## WHAT THE TASK ASKS:
Copy out the entire passage below on Brigham Young's views on interracial marriage and the Church's later stance on race, word for word and with nothing changed.

## EXCERPT TO READ:
____________________
First, yes, Brigham Young did makes statements to this effect. It was a complex issues (after all, laws against interracial marriage still existed in a number of states until June of 1967 (Utah was not one of them), when the Supreme Court finally argued that they were unconstitutional - a hundred years after some of Brigham Young's comments). President Young's views were connected to his views on priesthood and sealings, they were affected by his own cultural upbringing, and they were affected by changes that happened in the late 1840s. Among these was the challenge of black men actually marrying white women in the Church, and the stir this caused among certain groups of Church membership. While there were a couple of instances where violence actually happened (and several cases of interracial marriage), Brigham Young didn't ever actually try to have someone killed for doing this, and we assume that some of this (although based in racist attitudes that were prevalent in American society and held by Brigham Young) was typical of Young's over the top rhetoric that he used from time to time at the pulpit for effect.

Gospel Topics, "Race and the Priesthood"

Gospel Topics, (2013)
Today, the Church disavows the theories advanced in the past that black skin is a sign of divine disfavor or curse, or that it reflects actions in a premortal life; that mixed-race marriages are a sin; or that blacks or people of any other race or ethnicity are inferior in any way to anyone else. Church leaders today unequivocally condemn all racism, past and present, in any form.


Since that day in 1978, the Church has looked to the future, as membership among Africans, African Americans and others of African descent has continued to grow rapidly. While Church records for individual members do not indicate an individual’s race or ethnicity, the number of Church members of African descent is now in the hundreds of thousands.
____________________
## DATA SHOWN:
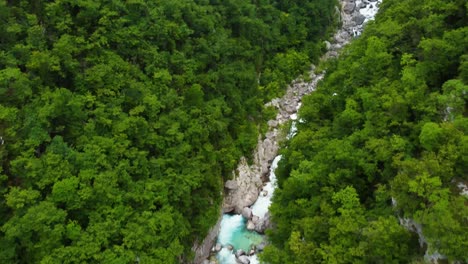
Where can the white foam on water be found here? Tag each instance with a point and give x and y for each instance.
(230, 224)
(226, 256)
(260, 207)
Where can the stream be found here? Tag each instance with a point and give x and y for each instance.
(234, 235)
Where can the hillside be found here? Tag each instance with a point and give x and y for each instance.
(120, 120)
(381, 152)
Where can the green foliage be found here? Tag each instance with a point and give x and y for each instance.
(389, 121)
(121, 119)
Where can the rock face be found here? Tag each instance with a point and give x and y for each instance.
(262, 224)
(243, 260)
(202, 250)
(243, 190)
(247, 212)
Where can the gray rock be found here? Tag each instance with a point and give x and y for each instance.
(243, 260)
(255, 219)
(247, 212)
(263, 224)
(349, 7)
(359, 19)
(261, 246)
(231, 185)
(272, 123)
(251, 226)
(239, 253)
(218, 247)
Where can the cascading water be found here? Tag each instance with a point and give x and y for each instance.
(233, 232)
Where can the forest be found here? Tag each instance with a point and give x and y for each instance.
(120, 120)
(382, 142)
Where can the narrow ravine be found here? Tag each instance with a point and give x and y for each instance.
(249, 194)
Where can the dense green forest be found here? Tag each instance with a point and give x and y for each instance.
(119, 120)
(389, 121)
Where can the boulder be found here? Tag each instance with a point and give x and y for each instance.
(359, 19)
(218, 247)
(251, 226)
(272, 123)
(263, 224)
(231, 185)
(349, 7)
(243, 260)
(247, 212)
(239, 253)
(261, 246)
(255, 219)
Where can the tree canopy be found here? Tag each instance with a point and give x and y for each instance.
(119, 120)
(391, 144)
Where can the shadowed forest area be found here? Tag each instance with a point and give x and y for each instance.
(383, 140)
(120, 120)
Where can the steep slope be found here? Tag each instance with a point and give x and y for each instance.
(382, 140)
(121, 120)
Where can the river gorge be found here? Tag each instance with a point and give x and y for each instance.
(238, 236)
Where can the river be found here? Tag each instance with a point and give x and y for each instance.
(233, 234)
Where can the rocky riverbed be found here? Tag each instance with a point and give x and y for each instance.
(253, 181)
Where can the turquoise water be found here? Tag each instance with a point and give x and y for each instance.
(234, 232)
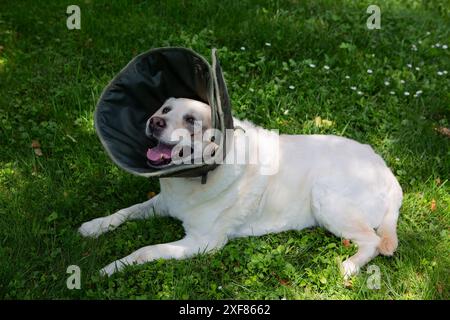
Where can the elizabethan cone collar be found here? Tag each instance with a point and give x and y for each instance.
(141, 88)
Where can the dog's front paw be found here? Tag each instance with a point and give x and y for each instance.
(349, 269)
(95, 227)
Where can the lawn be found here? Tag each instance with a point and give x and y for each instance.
(298, 66)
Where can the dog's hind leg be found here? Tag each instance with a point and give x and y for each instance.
(143, 210)
(344, 218)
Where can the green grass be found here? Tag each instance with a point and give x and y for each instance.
(51, 78)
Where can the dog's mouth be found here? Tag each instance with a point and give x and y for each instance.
(160, 155)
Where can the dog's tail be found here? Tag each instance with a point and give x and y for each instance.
(387, 230)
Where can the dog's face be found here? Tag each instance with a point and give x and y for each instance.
(175, 114)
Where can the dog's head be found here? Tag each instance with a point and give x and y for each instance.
(175, 115)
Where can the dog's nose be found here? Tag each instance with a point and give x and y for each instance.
(157, 122)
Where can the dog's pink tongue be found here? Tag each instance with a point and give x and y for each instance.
(160, 152)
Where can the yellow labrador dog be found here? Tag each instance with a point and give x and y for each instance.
(321, 180)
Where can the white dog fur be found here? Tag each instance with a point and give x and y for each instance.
(323, 180)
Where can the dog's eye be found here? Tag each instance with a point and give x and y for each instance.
(190, 120)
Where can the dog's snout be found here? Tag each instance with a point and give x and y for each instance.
(157, 122)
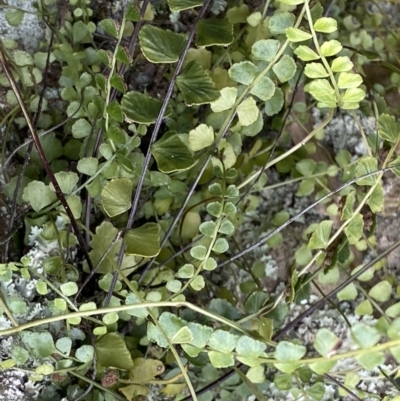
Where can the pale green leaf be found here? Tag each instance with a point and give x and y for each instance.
(349, 80)
(354, 229)
(279, 22)
(330, 48)
(225, 101)
(325, 25)
(116, 196)
(144, 240)
(201, 137)
(111, 351)
(320, 237)
(364, 336)
(196, 85)
(161, 45)
(244, 72)
(285, 68)
(265, 49)
(297, 35)
(315, 70)
(326, 342)
(341, 64)
(306, 54)
(264, 89)
(214, 32)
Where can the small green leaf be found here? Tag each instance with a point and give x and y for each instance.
(364, 308)
(320, 237)
(306, 54)
(111, 351)
(325, 25)
(353, 95)
(366, 165)
(364, 336)
(264, 89)
(85, 353)
(285, 68)
(348, 293)
(288, 352)
(388, 128)
(226, 228)
(174, 286)
(349, 80)
(297, 35)
(198, 252)
(279, 22)
(116, 196)
(247, 111)
(381, 292)
(144, 240)
(221, 245)
(330, 48)
(341, 64)
(22, 58)
(172, 154)
(225, 101)
(69, 289)
(354, 229)
(79, 31)
(208, 228)
(81, 128)
(186, 271)
(201, 137)
(196, 85)
(393, 331)
(109, 26)
(182, 336)
(161, 45)
(214, 208)
(210, 264)
(214, 32)
(265, 49)
(326, 342)
(40, 344)
(315, 70)
(198, 283)
(88, 165)
(244, 72)
(140, 108)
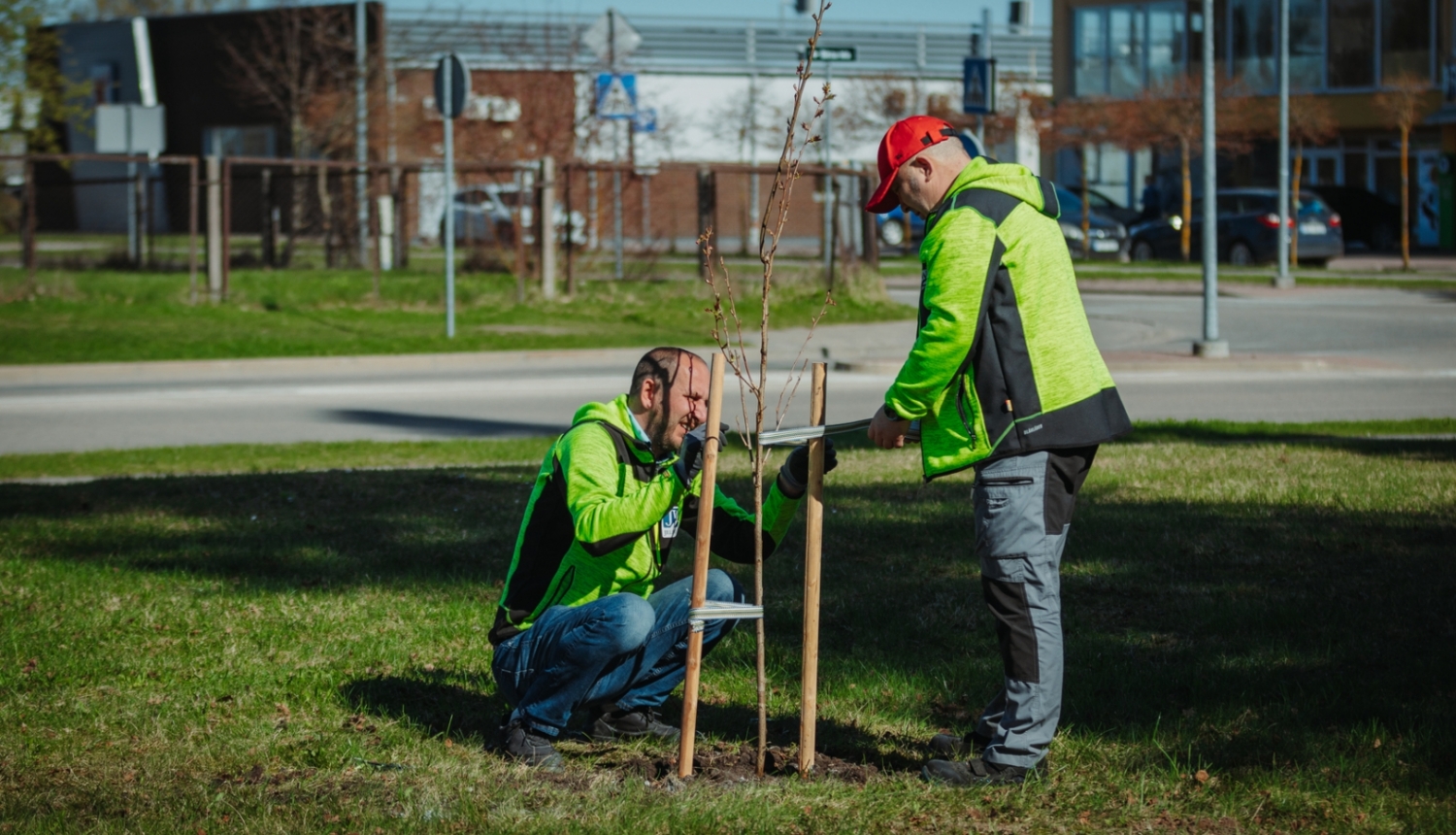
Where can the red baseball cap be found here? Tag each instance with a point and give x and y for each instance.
(903, 140)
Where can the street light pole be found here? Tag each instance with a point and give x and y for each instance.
(361, 128)
(1210, 346)
(447, 99)
(1283, 280)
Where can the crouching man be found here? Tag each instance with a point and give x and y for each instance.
(579, 624)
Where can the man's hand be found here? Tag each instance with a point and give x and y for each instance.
(794, 476)
(885, 432)
(690, 453)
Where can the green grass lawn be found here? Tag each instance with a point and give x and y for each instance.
(1258, 624)
(116, 315)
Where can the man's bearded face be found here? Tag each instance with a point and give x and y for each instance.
(678, 408)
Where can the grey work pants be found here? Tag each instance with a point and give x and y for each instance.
(1022, 515)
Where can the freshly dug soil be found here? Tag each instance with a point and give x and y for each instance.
(737, 762)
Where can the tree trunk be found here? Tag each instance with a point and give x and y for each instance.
(760, 631)
(1185, 233)
(1293, 210)
(326, 213)
(1086, 209)
(299, 189)
(1406, 197)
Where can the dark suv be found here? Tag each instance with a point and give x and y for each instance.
(1248, 230)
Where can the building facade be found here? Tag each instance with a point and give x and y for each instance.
(1342, 51)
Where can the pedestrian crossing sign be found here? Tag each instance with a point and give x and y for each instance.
(616, 96)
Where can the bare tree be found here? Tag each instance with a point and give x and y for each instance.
(297, 63)
(110, 9)
(1083, 124)
(798, 136)
(1404, 102)
(32, 87)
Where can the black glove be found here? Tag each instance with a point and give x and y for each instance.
(794, 476)
(690, 453)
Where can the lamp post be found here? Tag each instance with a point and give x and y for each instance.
(1210, 346)
(1283, 280)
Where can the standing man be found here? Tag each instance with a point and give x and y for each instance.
(579, 624)
(1004, 378)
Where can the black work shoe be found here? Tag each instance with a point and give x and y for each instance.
(530, 747)
(631, 724)
(946, 747)
(973, 773)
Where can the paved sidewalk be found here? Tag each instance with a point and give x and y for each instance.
(1305, 355)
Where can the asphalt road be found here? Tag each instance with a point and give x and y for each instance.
(1299, 355)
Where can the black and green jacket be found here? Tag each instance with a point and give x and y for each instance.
(1004, 361)
(603, 517)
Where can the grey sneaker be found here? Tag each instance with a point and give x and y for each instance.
(973, 773)
(946, 747)
(631, 724)
(530, 747)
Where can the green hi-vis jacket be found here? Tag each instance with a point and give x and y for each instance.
(603, 517)
(1004, 361)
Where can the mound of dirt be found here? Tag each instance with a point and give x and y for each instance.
(725, 762)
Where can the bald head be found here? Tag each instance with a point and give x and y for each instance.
(669, 395)
(663, 364)
(926, 177)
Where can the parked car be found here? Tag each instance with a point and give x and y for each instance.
(1109, 236)
(1365, 216)
(1248, 229)
(1104, 206)
(483, 215)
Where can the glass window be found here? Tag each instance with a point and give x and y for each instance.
(1307, 44)
(1167, 50)
(1091, 49)
(104, 84)
(1351, 43)
(1406, 38)
(244, 140)
(1252, 28)
(1126, 50)
(1356, 172)
(1310, 204)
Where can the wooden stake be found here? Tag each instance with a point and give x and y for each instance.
(704, 538)
(812, 549)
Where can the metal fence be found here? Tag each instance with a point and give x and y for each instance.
(606, 218)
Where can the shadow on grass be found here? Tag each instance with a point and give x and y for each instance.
(1238, 631)
(433, 703)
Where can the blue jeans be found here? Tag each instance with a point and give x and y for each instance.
(616, 649)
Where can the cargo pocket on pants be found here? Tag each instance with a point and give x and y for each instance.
(1008, 526)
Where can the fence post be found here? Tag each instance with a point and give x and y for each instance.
(707, 209)
(571, 232)
(191, 226)
(871, 229)
(547, 227)
(265, 242)
(215, 229)
(28, 230)
(227, 224)
(384, 207)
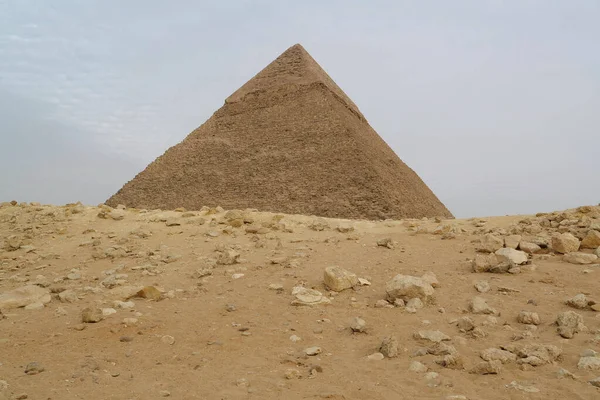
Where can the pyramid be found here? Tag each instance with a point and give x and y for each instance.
(290, 141)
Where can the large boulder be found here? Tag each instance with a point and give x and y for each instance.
(508, 254)
(338, 279)
(408, 287)
(490, 243)
(565, 243)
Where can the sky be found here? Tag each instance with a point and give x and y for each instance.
(495, 104)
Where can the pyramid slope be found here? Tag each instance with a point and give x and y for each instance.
(291, 141)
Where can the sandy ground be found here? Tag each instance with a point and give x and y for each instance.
(220, 331)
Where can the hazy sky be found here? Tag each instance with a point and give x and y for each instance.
(495, 104)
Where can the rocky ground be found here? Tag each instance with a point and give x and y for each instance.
(102, 303)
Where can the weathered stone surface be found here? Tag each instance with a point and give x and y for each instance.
(24, 296)
(308, 297)
(432, 336)
(389, 347)
(490, 243)
(482, 286)
(478, 305)
(591, 363)
(569, 323)
(529, 318)
(92, 315)
(591, 240)
(494, 354)
(484, 262)
(338, 279)
(406, 287)
(465, 324)
(487, 368)
(512, 241)
(579, 301)
(565, 243)
(580, 258)
(431, 278)
(507, 254)
(529, 248)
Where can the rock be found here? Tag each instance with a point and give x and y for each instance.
(478, 305)
(487, 368)
(563, 373)
(529, 318)
(308, 297)
(34, 368)
(591, 363)
(579, 301)
(441, 349)
(591, 241)
(569, 323)
(490, 243)
(228, 257)
(465, 324)
(168, 339)
(313, 351)
(484, 262)
(511, 255)
(529, 248)
(345, 228)
(580, 258)
(525, 387)
(493, 354)
(91, 315)
(376, 357)
(292, 373)
(116, 214)
(512, 241)
(68, 296)
(482, 286)
(452, 361)
(432, 336)
(12, 243)
(338, 279)
(150, 293)
(406, 287)
(565, 243)
(358, 325)
(413, 304)
(389, 347)
(385, 242)
(24, 296)
(430, 278)
(418, 367)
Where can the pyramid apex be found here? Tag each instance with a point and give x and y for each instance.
(295, 67)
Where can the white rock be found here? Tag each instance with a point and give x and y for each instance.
(490, 243)
(511, 255)
(580, 258)
(512, 241)
(407, 287)
(338, 279)
(478, 305)
(529, 248)
(308, 297)
(565, 243)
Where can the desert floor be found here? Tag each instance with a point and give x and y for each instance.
(217, 320)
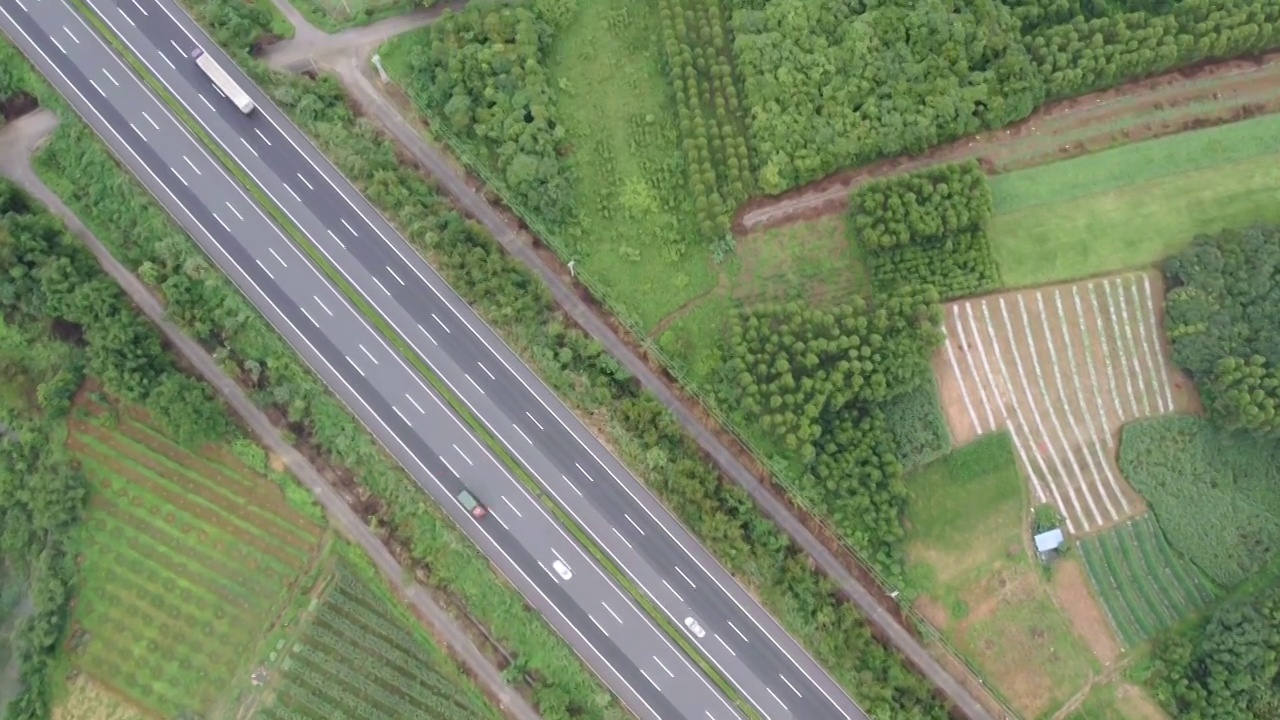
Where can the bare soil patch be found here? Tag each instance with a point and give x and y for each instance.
(1193, 98)
(1070, 588)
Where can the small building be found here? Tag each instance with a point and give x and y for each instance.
(1048, 542)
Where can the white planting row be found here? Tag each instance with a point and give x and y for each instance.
(1018, 365)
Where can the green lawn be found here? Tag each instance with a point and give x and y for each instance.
(1143, 584)
(968, 551)
(1134, 205)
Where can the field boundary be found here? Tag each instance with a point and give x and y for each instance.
(405, 350)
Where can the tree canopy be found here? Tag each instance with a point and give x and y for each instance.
(1223, 318)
____________________
## RESULT FOR THIS EXERCISE:
First, yes, Brigham Young did makes statements to this effect. It was a complex issues (after all, laws against interracial marriage still existed in a number of states until June of 1967 (Utah was not one of them), when the Supreme Court finally argued that they were unconstitutional - a hundred years after some of Brigham Young's comments). President Young's views were connected to his views on priesthood and sealings, they were affected by his own cultural upbringing, and they were affected by changes that happened in the late 1840s. Among these was the challenge of black men actually marrying white women in the Church, and the stir this caused among certain groups of Church membership. While there were a couple of instances where violence actually happened (and several cases of interracial marriage), Brigham Young didn't ever actually try to have someone killed for doing this, and we assume that some of this (although based in racist attitudes that were prevalent in American society and held by Brigham Young) was typical of Young's over the top rhetoric that he used from time to time at the pulpit for effect.

Gospel Topics, "Race and the Priesthood"

Gospel Topics, (2013)
Today, the Church disavows the theories advanced in the past that black skin is a sign of divine disfavor or curse, or that it reflects actions in a premortal life; that mixed-race marriages are a sin; or that blacks or people of any other race or ethnicity are inferior in any way to anyone else. Church leaders today unequivocally condemn all racism, past and present, in any form.


Since that day in 1978, the Church has looked to the future, as membership among Africans, African Americans and others of African descent has continued to grow rapidly. While Church records for individual members do not indicate an individual’s race or ethnicity, the number of Church members of African descent is now in the hundreds of thousands.